#### Extracted text ####

FWIW I ran into that issue with
uppercase
being missing, it comes from mpp_mod (use mpp_mod, only : uppercase
)
Could it have something to do with FMS 2023.02.01 ?
brian.curtis@dlogin03:/lfs/h2/emc/nems/noscrub/brian.curtis/git/FernandoAndrade-NOAA/ufs-weather-model> module list
Currently Loaded Modules:
1) craype-x86-rome (H) 7) craype/2.7.13 13) hdf5-B/1.14.0 19) crtm/2.4.0 25) gftl-shared/1.6.1
2) libfabric/1.11.0.0. (H) 8) cray-mpich/8.1.12 14) netcdf-B/4.9.2 20) g2/3.4.5 26) mapl-B/2.40.3
3) craype-network-ofi (H) 9) cmake/3.20.2 15) pio-B/2.5.10 21) g2tmpl/1.10.2 27) scotch/7.0.4
4) envvar/1.0 10) jasper/2.0.25 16) esmf-B/8.5.0 22) ip/3.3.3 28) ufs_wcoss2.intel
5) PrgEnv-intel/8.1.0 11) zlib/1.2.11 17) fms/2023.02.01 23) sp/2.3.3
6) intel/19.1.3.304 12) libpng/1.6.37 18) bacio/2.4.1 24) w3emc/2.9.2
@DusanJovic-NOAA I thought you have the fixes for mpp_mod variables in one of your FV3 PRs?
I have, in this commit:
https://github.com/NOAA-EMC/fv3atm/pull/706/commits/93979e5f74150b37ce2956ee11a5d91b7da261bb
You asked me to add it. But this is different function. Maybe we should check with GFDL about this.
@DusanJovic-NOAA @junwang-noaa @AlexanderRichert-NOAA I see it's not using mpp_mod for uppercase in module_wrt_grid_comp.F90. Should we make the change in that file and add an FV3 PR to this? Or still talk to GFDL?
I got fv3atm to compile by adding that, but it might not hurt to get clarification from them, especially if you're interested in accommodating multiple versions of fms in fv3atm.
@BrianCurtis-NOAA you can add that function and made an fv3 PR, I thought we already added it. Sorry for missing it in Dusan's PR.
In the fms module (the one we 'use' by 'use fms') I see they are including transitively all (many) other fms (the library) modules and renaming the functions with the fms_ prefix, basically namespacing them. So maybe we should start using those functions instead of individually 'using' different modules and listing explicitly ever single function we use.
In this case instead of calling 'uppercase' we call 'fms_mpp_uppercase'.
In the fms module (the one we 'use' by 'use fms') I see the are including transitively all (many) other fms (the library) modules and renaming the functions with the fms_ prefix, basically namespacing them. So maybe we should start using those functions instead of individually 'using' different modules and listing explicitly ever single function we use.
In this case instead of calling 'uppercase' we call 'fms_mpp_uppercase'.

#### Data lines ####

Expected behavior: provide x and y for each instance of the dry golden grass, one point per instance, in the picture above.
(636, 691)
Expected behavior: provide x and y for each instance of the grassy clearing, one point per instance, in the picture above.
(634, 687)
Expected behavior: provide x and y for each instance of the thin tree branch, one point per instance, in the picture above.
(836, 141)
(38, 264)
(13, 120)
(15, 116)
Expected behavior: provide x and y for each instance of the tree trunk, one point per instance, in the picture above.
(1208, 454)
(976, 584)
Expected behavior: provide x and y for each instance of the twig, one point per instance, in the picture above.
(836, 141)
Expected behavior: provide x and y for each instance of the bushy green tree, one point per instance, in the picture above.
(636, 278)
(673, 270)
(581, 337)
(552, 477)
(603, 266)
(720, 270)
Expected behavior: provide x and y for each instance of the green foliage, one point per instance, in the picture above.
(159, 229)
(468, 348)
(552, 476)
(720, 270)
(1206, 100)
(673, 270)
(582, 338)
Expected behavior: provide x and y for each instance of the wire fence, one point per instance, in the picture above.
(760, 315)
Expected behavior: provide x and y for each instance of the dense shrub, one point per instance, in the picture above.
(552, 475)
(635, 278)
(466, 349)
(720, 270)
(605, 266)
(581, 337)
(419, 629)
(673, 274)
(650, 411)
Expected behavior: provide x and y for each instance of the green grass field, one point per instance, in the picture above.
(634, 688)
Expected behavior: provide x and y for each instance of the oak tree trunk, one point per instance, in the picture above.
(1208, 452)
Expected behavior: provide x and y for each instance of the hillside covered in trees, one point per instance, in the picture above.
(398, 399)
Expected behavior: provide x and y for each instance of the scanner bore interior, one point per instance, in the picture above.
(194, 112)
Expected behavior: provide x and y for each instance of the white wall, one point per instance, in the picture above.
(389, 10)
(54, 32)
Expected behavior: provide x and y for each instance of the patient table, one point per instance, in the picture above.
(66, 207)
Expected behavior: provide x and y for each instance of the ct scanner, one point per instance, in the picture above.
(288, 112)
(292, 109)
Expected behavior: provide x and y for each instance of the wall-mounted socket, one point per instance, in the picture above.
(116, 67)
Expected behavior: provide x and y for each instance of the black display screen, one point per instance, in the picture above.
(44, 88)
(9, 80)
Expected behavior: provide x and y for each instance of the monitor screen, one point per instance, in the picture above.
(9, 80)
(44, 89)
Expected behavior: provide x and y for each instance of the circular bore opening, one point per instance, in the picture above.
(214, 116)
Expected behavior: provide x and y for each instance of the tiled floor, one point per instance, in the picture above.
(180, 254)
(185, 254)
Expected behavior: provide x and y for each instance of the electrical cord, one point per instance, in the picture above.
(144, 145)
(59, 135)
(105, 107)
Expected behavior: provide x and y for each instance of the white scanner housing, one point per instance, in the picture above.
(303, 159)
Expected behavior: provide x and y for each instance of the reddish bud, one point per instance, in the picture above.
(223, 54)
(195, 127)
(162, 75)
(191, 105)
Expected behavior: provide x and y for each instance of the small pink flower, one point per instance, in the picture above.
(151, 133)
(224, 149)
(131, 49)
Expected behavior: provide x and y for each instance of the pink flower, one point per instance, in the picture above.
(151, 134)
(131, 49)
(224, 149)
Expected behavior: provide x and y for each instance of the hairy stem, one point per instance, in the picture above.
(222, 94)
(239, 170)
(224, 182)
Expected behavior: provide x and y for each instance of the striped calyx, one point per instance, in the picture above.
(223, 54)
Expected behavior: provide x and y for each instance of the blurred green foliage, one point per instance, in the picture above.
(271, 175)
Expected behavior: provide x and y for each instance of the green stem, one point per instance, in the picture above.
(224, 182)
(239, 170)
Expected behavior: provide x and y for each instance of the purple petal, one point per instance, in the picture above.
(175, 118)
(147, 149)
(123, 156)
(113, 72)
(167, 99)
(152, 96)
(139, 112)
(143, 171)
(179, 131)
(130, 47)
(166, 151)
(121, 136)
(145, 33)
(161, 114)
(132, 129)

####

Work instructions
Reproduce verbatim the part of the forum thread on the missing uppercase function from "I have, in this" up to and including "in Dusan's PR.".

In response
I have, in this commit:
https://github.com/NOAA-EMC/fv3atm/pull/706/commits/93979e5f74150b37ce2956ee11a5d91b7da261bb
You asked me to add it. But this is different function. Maybe we should check with GFDL about this.
@DusanJovic-NOAA @junwang-noaa @AlexanderRichert-NOAA I see it's not using mpp_mod for uppercase in module_wrt_grid_comp.F90. Should we make the change in that file and add an FV3 PR to this? Or still talk to GFDL?
I got fv3atm to compile by adding that, but it might not hurt to get clarification from them, especially if you're interested in accommodating multiple versions of fms in fv3atm.
@BrianCurtis-NOAA you can add that function and made an fv3 PR, I thought we already added it. Sorry for missing it in Dusan's PR.